▸ **Extracted text**:
— begin —

Review Request 112979: Make use of multi-threading in KItemListSizeHintResolver

Sun Dec 22 14:20:11 GMT 2013

> On Oct. 1, 2013, 12:04 a.m., Frank Reininghaus wrote:
> > Thanks for looking into this! The layouting procedure is indeed one of the major bottlenecks when entering a directory, and I was also thinking that making use of multiple CPU cores is the easiest way for short-term improvements without major modifications in the layouting code. Your approach looks good to me - I think I would have also tried something like that.
> > 
> > I'm a bit surprised/disappointed though that it saves only 1/3 of the time. In can confirm that observation on my system (with a rather old dual-core AMD 64X2 5000+ CPU, which has to my knowledge no "Turbo boost" feature if only one core is busy, which might otherwise have been an explanation for this). I can currently see two possible explanations for this:
> > 
> > (a) Could it be that QtConcurrent::blockingMap() adds a lot of overhead to each function call? Maybe it's designed for the case that each invocation of the function is expensive (in which case the overhead wouldn't matter much). However, in our case, a single call of "itemSizeHint" is not extremely expensive - it's the large number of calls that is the problem.
> > 
> > But I don't know if that assumption is correct. Maybe QtConcurrent::blockingMap() is clever enough to split the input list into only a few large chunks.
> > 
> > 
> > (b) Maybe some parts of the font/text code in Qt, which is called by KStandardItemListWidgetInformant::itemSizeHint(), are protected by a mutex internally. Then there could be several causes for performance loss. If a large part of the time is spent under mutex protection, then the gain from parallelization is severely limited by Amdahl's Law. Moreover, if the mutex is locked/released frequently by several competing threads, then the performance will suffer greatly because of mutex contention.
> > 
> > 
> > An interesting experiment would be to test your patch on a system with more than 2 physical cores and check how much it improves the performance. If anyone with such a system is willing to try this:
> > 
> > * Uncomment the line "// #define KITEMLISTVIEWLAYOUTER_DEBUG" in dolphin/src/kitemviews/private/kitemlistviewlayouter.cpp
> > * Either switch on all debug output with kdebugdialog or change the kDebug() in this file to qDebug()

— end —

▸ **Material provided**:
— begin —

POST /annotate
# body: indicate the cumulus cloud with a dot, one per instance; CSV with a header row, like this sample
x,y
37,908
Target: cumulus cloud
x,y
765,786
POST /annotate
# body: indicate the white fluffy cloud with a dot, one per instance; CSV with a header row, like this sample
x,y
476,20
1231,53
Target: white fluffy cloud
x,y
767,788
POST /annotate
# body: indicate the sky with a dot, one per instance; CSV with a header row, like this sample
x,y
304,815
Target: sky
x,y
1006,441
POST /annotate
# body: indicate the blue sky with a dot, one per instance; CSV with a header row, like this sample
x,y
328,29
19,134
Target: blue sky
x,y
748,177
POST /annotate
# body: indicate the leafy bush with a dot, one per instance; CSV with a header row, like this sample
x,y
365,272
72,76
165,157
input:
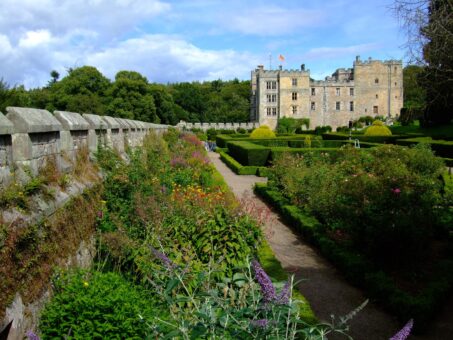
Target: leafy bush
x,y
378,129
263,131
369,195
89,305
248,153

— end —

▸ **Task set**:
**A)** Reproduce every line of the POST /annotate rows above, requests included, with each x and y point coordinate in the answers multiplied by 1.9 and rounded to a whole number, halves up. Leave the sample coordinates in the requests unchanged, and leave out the picture.
**B)** Could you continue the review thread on multi-threading in KItemListSizeHintResolver from the point where it stops?

▸ **Answers by task**:
**A)**
POST /annotate
# body: indicate the cumulus cloud with a dot, one per instance; CSV with a header row, like this sample
x,y
37,908
Target: cumulus cloud
x,y
1454,1493
POST /annotate
# body: indicate the white fluffy cloud with a dot, one per instance; CSV with a header row, like this sample
x,y
476,20
1231,53
Target: white fluffy cloud
x,y
1457,1497
POST /annotate
# body: indicate the sky with a dot, one per instance; CSV with a header row, like this sample
x,y
304,815
Target: sky
x,y
1911,838
POST /annotate
# body: indicate the blue sky with a dot, one per instance; CSV with a header row, like this sample
x,y
328,29
19,134
Target: blue sky
x,y
1421,336
POST /annotate
# body: indicate the leafy bush with a dot, one per instance; CSV with a header row, like this sample
x,y
365,272
72,76
165,157
input:
Target: leafy bush
x,y
718,245
500,249
701,371
169,580
471,291

**B)**
> > * Open a folder with many files (100,000 or more) in Icons View (possibly reload it a couple of times with F5).
> > * Apply Emmanuel's patch and repeat the procedure.
> > 
> > If mutex contention is indeed an issue here, then I would expect that 4 or more cores will not bring a much larger performance improvement (compared to the 1/3 that we get with 2 cores), or that it would even get worse.
> > 
> > 
> > Another idea that I had recently (not tested yet, and orthogonal to your patch in the sense that it might improve the performance even in the single-thread case, and that it could be combined with a QtConcurrent approach to bring further improvements):
> > 
> > Much of the code inside KStandardItemListWidgetInformant::itemSizeHint() does exactly the same every time. In Icons View, this is everything except for the calculation of the number of lines for the item text. To improve this, one could replace the function
> > 
> > QSizeF KStandardItemListWidgetInformant::itemSizeHint(int index, const KItemListView* view) const
> > 
> > by
> > 
> > void KStandardItemListWidgetInformant::itemSizeHint(QVector<QSizeF>& sizeHints, const KItemListView* view) const
> > 
> > or something like that, do most of the things only once, and then calculate only the number of lines in a loop.
> > 
> > A rough draft:
> > 
> > void KStandardItemListWidgetInformant::itemSizeHint(QVector<QSizeF> sizeHints, const KItemListView* view) const
> > {
> >     //...
> > 
> >     switch (static_cast<const KStandardItemListView*>(view)->itemLayout()) {
> >     case KStandardItemListWidget::IconsLayout: {
> > 
> >         // Stuff that applies to all items, like...
> >         const qreal itemWidth = view->itemSize().width();
> >         const qreal maxWidth = itemWidth - 2 * option.padding;
> >         const qreal additionalRolesHeight = additionalRolesCount * option.fontMetrics.lineSpacing();
> > 
> >         for (int i = 0; i < sizeHints.count(); ++i) {
> >             if (!sizeHints.at(i).isEmpty()) {
> >                 continue;
> >             }
> > 
> >             const QString text = KStringHandler::preProcessWrap(itemText(index, view));
> > 
> >             // Calculate the number of lines and the "textHeight"
> >             //...
> > 
> >             const qreal totalHeight = qMin(textHeight + additionalRolesHeight, maxTextHeight);
> >             sizeHints[i] = QSizeF(itemWitdth, totalHeight);
> >         }
> > 
> >     // ...
> >     }
> > }
> > 
> >  
> > 
> > Maybe it's worth trying how much time that saves, and how it can be combined with your QtConcurrent idea?
> >
> 
> Emmanuel Pescosta wrote:
>     > Maybe it's worth trying how much time that saves, and how it can be combined with your QtConcurrent idea?
>     
>     Sounds great :)
>     I'll test it!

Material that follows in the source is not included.